Activity list -
1. According to the immunotherapy passage, what does the new technique help researchers map out?
2. Continue the immunotherapy passage from its final sentence.

Current types of immunotherapies already make use of a patient's own immune cells (T cells) to destroy tumors, including treatment with checkpoint inhibitors or TIL therapy.
But these treatments do not work in every patient, partly because not all T cells are capable of destroying cancer cells. "It is difficult to direct the right T cells to the right molecules on a tumor," Wouter Scheper explains. This new technology might offer a solution. The technique can help researchers map out all DNA mutations in a patient’s tumor. They then present these neoantigens to T cells taken from the patient, using certain cells in a culture bottle in the laboratory.
The T cells that can recognize one or more of these mutations from the tumor immediately get to work and start destroying the cells presenting the neoantigen. The researchers developed a method to analyze on a large scale which of the often many mutations in a tumor can actually be recognized by T cells. ‘These neoantigens are the proverbial needle in the haystack that you need when you want to offer targeted therapy using immunotherapy. And this technology allows us to find these neoantigens,' says Scheper.

Collected data entries -

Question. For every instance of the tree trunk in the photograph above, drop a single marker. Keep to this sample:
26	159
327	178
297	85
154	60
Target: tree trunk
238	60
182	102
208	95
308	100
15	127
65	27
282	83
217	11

Your responses -
1. All DNA mutations in a patient's tumor.

2.
The technology could lead to several new treatments. 'In theory, you could use this technology to develop a vaccine that instructs the body to activate the type of T cells that can recognize and destroy the tumor,' Scheper says. 'A vaccine like that wouldn’t be given as a precaution, but only to people who have been diagnosed with cancer.' Another possibility of this new discovery is personalized cell therapy against cancer. The identified neoantigens could be used, for example, to specifically isolate the T cells that can recognize the neoantigens from a patient's population of T cells.
These isolated T cells could potentially be multiplied in the lab to form an army of specialized immune cells that cells could then be administered back to the patient for a personalized form of immunotherapy. 'This is a form of immunotherapy we are currently setting up at the NKI,' Scheper explains.